• What needs to be done
Express the rows from the one containing "For the benchmark run, find the wooden molding" down to the one containing "(1179, 675)", inclusive, as a two-column CSV with the columns "request" and "answer", one line per request, each value in a single quoted field with its line breaks replaced by spaces.

(Dataset records concerning object locations)
/---

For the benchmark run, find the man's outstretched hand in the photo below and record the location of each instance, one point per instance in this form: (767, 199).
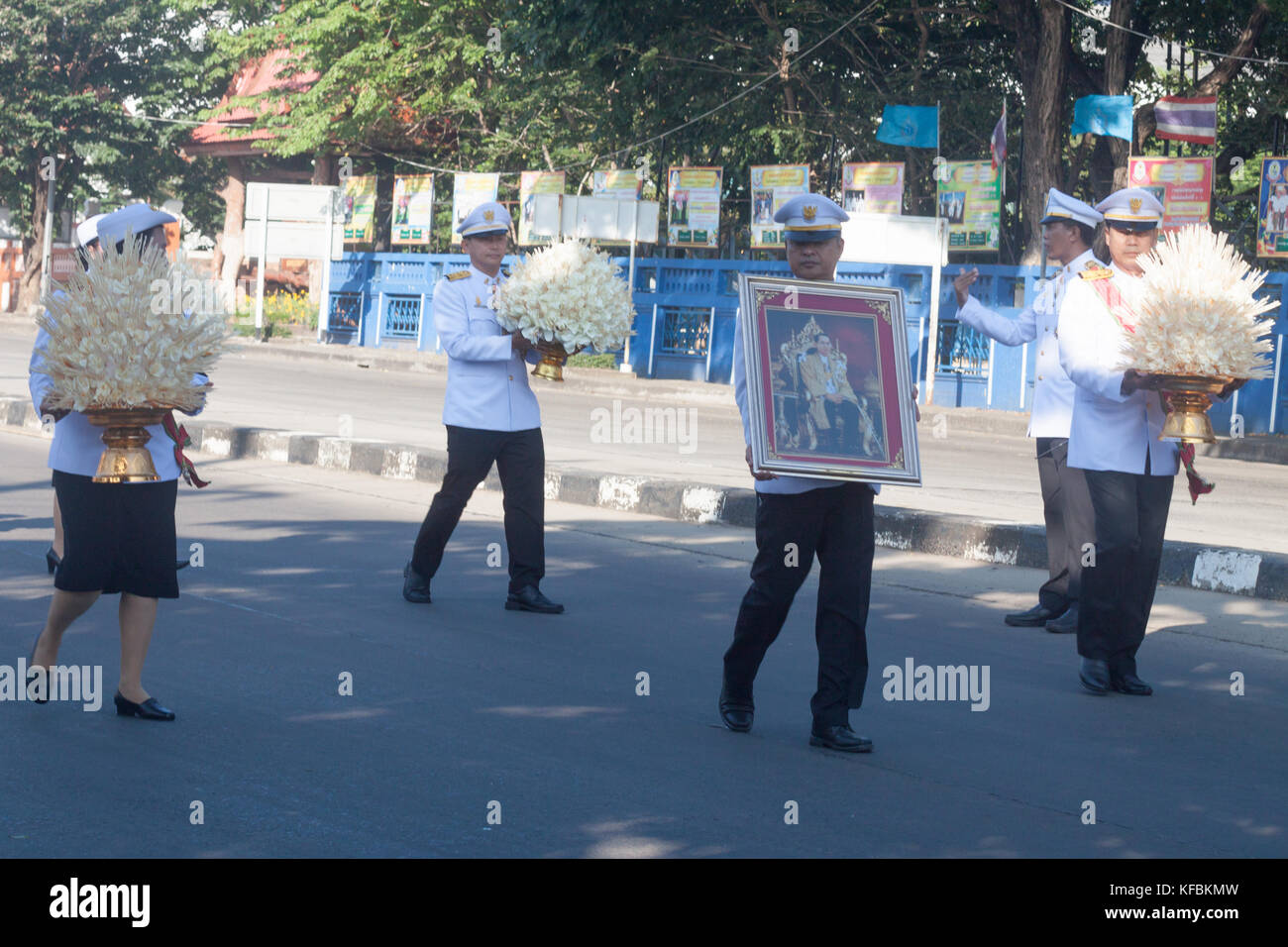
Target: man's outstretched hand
(962, 283)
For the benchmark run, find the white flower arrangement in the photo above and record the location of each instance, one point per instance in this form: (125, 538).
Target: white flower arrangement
(567, 292)
(110, 347)
(1198, 312)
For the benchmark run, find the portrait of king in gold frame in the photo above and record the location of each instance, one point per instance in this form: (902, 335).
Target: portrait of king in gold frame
(828, 380)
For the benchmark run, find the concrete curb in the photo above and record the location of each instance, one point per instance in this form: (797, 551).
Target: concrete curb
(1214, 569)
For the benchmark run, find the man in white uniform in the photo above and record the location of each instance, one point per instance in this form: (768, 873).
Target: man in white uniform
(1115, 434)
(490, 416)
(1068, 232)
(828, 518)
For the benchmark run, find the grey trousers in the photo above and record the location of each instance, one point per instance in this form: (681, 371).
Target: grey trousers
(1070, 522)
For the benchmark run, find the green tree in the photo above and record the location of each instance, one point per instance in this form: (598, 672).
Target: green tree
(76, 78)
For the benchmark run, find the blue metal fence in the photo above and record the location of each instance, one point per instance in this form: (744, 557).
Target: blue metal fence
(686, 318)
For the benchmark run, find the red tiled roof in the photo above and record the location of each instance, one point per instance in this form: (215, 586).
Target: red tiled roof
(253, 78)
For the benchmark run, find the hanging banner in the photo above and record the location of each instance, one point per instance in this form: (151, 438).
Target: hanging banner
(694, 206)
(872, 188)
(1273, 209)
(468, 192)
(1183, 185)
(532, 183)
(413, 209)
(772, 185)
(360, 209)
(970, 200)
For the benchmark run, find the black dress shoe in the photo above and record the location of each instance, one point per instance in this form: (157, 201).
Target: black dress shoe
(149, 710)
(529, 599)
(1035, 617)
(415, 586)
(1095, 676)
(1129, 684)
(840, 738)
(735, 714)
(1067, 624)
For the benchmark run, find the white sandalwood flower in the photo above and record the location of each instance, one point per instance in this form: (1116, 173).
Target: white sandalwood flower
(1198, 312)
(567, 292)
(107, 347)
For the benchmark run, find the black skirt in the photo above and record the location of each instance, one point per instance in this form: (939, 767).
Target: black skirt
(117, 536)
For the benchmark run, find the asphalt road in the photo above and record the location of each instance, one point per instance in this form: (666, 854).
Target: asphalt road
(460, 703)
(984, 475)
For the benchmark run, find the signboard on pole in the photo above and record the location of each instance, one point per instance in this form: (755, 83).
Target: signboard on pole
(413, 209)
(295, 221)
(694, 209)
(772, 185)
(532, 183)
(468, 192)
(1273, 209)
(623, 184)
(1183, 185)
(360, 209)
(970, 200)
(872, 188)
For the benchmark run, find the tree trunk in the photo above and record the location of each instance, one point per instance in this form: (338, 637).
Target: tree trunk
(228, 254)
(1042, 51)
(34, 248)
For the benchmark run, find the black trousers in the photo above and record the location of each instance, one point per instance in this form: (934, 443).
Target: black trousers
(836, 525)
(1119, 590)
(1069, 522)
(520, 462)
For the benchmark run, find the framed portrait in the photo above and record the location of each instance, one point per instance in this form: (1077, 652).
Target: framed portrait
(828, 380)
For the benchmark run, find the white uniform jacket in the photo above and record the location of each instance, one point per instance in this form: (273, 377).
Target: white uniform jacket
(1111, 431)
(1052, 389)
(487, 382)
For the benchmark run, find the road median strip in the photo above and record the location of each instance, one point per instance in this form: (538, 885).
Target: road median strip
(1215, 569)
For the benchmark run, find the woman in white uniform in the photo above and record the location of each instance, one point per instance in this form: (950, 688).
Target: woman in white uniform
(1115, 437)
(119, 538)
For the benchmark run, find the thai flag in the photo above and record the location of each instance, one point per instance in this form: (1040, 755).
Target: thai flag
(997, 147)
(1186, 120)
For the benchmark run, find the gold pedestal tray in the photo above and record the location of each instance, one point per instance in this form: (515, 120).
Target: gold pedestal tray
(127, 458)
(554, 356)
(1186, 398)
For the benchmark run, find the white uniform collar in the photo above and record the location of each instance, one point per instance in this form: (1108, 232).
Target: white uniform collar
(1120, 270)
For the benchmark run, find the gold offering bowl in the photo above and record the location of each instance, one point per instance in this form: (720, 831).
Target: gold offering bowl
(127, 458)
(1186, 401)
(553, 359)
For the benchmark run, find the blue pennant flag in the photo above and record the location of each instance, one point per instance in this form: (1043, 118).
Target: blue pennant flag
(1103, 115)
(913, 125)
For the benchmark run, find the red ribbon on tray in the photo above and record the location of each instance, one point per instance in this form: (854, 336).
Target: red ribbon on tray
(1198, 486)
(179, 434)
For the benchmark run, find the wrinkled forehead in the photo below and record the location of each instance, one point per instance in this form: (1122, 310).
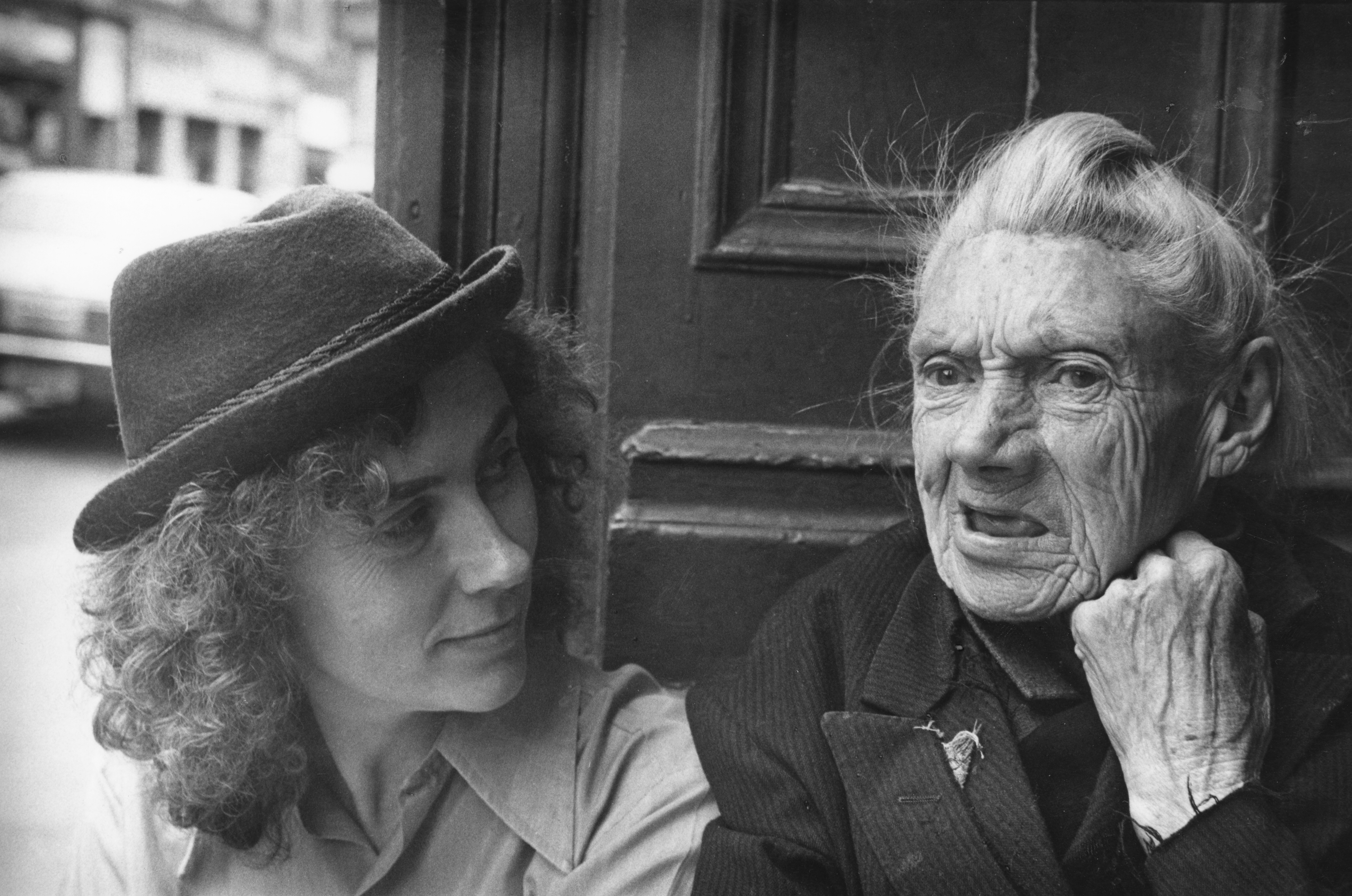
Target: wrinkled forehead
(1017, 294)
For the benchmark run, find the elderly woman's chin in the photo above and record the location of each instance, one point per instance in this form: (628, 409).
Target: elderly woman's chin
(1013, 582)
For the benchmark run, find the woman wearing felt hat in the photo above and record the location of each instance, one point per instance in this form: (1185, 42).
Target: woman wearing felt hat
(322, 629)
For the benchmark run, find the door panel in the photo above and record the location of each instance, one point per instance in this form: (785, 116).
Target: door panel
(678, 175)
(737, 225)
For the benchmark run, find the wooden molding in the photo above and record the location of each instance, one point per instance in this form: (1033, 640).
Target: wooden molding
(1251, 111)
(766, 445)
(750, 214)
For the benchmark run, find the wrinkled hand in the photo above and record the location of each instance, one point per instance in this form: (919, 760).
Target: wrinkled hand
(1179, 675)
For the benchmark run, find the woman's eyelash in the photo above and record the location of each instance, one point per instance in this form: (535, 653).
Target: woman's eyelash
(498, 464)
(407, 524)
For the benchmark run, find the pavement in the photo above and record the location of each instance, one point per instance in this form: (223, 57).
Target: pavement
(48, 471)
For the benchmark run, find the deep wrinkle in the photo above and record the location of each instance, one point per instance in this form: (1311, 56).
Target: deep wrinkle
(1047, 395)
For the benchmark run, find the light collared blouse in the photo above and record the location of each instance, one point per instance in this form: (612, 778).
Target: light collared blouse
(587, 783)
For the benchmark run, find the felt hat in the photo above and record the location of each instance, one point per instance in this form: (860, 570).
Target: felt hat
(244, 345)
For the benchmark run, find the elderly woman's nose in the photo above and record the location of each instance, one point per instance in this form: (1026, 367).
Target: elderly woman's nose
(485, 556)
(986, 438)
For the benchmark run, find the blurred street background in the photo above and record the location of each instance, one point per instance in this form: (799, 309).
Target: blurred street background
(124, 125)
(48, 471)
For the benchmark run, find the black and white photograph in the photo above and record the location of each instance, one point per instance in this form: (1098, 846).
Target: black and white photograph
(675, 448)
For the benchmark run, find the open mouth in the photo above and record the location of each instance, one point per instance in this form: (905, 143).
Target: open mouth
(1002, 525)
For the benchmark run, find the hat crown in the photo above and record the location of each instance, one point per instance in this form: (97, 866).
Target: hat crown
(198, 322)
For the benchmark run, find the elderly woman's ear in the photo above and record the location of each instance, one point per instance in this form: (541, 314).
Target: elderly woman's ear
(1244, 407)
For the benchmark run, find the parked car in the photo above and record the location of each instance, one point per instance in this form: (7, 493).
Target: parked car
(64, 237)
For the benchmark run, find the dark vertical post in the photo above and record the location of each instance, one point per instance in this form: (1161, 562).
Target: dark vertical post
(411, 115)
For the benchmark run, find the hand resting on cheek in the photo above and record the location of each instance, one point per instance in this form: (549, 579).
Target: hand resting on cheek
(1179, 673)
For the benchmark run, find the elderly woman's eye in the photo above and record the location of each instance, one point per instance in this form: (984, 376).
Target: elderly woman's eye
(409, 524)
(944, 375)
(1080, 378)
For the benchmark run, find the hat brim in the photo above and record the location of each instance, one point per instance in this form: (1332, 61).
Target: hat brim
(295, 413)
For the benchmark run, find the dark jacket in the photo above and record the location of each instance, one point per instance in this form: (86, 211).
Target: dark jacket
(828, 787)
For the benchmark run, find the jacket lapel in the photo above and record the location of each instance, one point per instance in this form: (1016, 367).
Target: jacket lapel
(932, 836)
(1001, 797)
(1307, 687)
(906, 801)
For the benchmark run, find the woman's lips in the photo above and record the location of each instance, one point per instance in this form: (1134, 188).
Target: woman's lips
(997, 525)
(485, 634)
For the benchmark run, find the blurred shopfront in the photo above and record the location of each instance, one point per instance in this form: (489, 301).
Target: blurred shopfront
(248, 94)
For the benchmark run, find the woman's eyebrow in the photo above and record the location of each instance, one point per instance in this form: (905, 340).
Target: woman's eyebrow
(404, 491)
(506, 414)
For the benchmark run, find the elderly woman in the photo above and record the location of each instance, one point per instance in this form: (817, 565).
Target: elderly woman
(1063, 684)
(325, 614)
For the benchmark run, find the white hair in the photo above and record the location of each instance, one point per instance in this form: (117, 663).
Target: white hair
(1086, 176)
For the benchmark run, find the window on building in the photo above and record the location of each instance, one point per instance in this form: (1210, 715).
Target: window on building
(151, 126)
(101, 142)
(317, 164)
(201, 146)
(251, 153)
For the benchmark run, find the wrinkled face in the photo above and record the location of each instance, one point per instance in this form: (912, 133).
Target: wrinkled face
(1054, 438)
(426, 611)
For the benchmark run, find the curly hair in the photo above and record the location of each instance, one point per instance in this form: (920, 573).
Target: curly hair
(1080, 175)
(191, 647)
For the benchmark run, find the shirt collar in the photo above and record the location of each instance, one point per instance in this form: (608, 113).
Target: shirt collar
(1023, 660)
(522, 760)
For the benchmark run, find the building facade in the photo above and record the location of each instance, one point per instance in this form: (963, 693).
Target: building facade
(259, 95)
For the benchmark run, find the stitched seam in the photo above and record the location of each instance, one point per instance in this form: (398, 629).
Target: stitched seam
(385, 318)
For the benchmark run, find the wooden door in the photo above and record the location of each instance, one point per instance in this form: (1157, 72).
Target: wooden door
(681, 178)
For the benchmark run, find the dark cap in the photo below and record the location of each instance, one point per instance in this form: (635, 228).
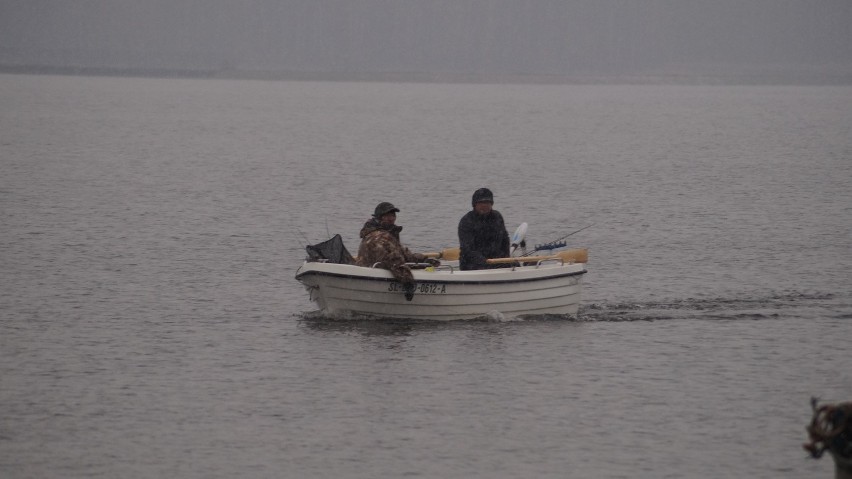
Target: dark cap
(384, 208)
(482, 194)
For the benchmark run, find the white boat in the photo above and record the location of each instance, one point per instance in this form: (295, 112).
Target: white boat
(543, 285)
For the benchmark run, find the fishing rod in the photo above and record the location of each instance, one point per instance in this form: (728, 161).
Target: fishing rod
(555, 243)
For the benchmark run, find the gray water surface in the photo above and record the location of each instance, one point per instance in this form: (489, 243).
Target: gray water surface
(151, 325)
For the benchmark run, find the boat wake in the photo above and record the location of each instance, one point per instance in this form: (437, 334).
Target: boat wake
(767, 307)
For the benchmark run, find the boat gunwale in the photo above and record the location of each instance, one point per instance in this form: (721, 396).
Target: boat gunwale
(450, 280)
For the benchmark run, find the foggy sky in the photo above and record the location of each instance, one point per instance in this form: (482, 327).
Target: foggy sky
(559, 37)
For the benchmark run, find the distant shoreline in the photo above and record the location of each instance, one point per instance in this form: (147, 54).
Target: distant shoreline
(685, 78)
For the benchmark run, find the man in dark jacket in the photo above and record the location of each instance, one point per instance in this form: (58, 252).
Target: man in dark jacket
(380, 244)
(482, 234)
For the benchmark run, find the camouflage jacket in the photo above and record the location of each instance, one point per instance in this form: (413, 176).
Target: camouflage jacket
(380, 244)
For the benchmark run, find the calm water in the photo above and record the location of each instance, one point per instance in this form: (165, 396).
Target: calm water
(151, 325)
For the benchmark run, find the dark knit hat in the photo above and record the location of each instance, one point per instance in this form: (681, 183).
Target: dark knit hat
(384, 208)
(482, 194)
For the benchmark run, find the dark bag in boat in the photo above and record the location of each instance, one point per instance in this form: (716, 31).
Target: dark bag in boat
(330, 251)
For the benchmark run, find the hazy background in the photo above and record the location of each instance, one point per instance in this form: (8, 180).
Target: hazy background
(741, 41)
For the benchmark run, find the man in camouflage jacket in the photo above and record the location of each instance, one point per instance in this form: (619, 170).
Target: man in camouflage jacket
(380, 244)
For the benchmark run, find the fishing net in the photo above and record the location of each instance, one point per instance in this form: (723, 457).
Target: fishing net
(330, 251)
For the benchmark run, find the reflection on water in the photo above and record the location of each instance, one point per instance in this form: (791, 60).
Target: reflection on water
(152, 326)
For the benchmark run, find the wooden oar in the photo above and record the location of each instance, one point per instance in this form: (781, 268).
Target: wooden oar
(449, 254)
(574, 255)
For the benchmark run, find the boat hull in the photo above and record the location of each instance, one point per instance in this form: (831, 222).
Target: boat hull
(446, 293)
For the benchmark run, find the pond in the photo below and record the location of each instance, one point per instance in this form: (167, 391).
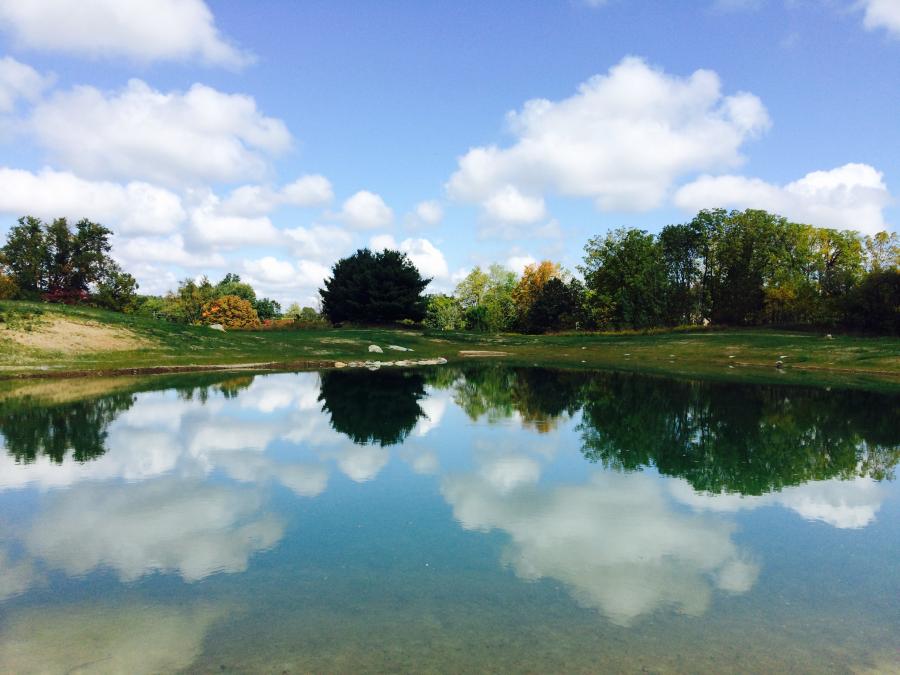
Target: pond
(478, 519)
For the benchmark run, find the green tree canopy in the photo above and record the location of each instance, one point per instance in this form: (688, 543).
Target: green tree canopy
(374, 288)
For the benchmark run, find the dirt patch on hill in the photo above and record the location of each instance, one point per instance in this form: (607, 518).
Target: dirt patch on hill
(59, 334)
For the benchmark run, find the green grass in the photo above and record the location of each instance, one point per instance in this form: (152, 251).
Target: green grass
(745, 355)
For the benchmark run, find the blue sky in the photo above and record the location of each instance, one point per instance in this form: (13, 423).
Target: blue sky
(270, 138)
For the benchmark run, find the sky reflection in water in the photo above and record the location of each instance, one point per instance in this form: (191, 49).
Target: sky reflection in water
(186, 523)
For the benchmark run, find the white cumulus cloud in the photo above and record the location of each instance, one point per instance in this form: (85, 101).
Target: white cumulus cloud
(426, 214)
(882, 14)
(508, 205)
(256, 200)
(621, 140)
(323, 243)
(852, 196)
(132, 208)
(19, 81)
(166, 137)
(367, 211)
(425, 256)
(142, 30)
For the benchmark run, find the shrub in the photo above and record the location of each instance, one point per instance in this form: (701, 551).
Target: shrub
(9, 289)
(230, 311)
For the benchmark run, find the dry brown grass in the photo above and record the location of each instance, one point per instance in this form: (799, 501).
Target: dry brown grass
(65, 335)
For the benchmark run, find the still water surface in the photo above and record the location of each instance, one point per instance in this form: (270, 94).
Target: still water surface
(444, 520)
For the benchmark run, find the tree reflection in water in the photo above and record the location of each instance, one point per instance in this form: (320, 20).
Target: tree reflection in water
(31, 430)
(720, 437)
(379, 407)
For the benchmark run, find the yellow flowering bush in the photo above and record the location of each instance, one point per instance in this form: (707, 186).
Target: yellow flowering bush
(230, 311)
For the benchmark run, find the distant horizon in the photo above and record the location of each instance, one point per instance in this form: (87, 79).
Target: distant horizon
(271, 140)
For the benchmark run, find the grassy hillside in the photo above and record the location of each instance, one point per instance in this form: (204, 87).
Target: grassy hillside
(51, 339)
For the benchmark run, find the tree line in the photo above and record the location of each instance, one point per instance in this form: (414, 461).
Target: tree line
(734, 268)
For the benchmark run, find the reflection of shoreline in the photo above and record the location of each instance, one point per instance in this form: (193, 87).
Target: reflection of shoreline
(174, 516)
(136, 638)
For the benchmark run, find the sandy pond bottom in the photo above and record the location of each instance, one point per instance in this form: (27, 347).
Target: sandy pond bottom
(487, 519)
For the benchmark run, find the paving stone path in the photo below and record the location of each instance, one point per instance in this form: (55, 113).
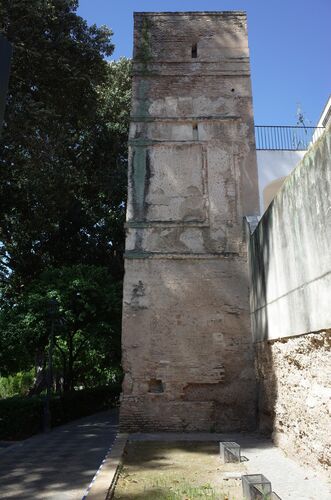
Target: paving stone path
(59, 465)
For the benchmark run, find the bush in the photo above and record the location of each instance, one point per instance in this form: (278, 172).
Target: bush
(16, 385)
(21, 417)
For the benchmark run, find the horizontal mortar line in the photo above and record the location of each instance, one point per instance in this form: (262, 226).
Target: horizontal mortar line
(172, 14)
(226, 60)
(300, 287)
(151, 142)
(177, 255)
(174, 224)
(145, 74)
(190, 118)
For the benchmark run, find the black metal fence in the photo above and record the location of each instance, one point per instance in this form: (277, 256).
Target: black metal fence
(274, 137)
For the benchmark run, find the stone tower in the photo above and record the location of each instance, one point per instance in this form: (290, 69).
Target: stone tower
(187, 351)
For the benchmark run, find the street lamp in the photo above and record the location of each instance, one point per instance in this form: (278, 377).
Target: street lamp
(52, 313)
(5, 58)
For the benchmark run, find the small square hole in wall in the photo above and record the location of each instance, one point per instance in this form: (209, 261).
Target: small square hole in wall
(155, 386)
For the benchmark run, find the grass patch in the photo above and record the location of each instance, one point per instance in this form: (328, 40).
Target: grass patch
(158, 470)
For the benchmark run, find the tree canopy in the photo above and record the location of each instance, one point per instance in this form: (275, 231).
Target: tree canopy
(63, 163)
(63, 147)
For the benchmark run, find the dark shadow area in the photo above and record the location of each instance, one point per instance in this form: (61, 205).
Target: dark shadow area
(61, 463)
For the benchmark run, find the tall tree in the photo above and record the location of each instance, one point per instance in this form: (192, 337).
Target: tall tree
(63, 147)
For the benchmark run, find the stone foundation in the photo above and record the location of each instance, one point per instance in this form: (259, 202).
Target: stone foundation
(295, 395)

\---

• Response to this task
request,answer
"For the benchmark run, find the wooden molding in the photo above and record the location of each instance, one point per instance in this form: (1033, 640). Target: wooden molding","(1251, 111) (766, 445) (750, 214)"
"For the benchmark run, find the wrinkled hand in the photo above and record the location of each instance, one point per instance in this form: (919, 760). Target: wrinkled hand","(1179, 675)"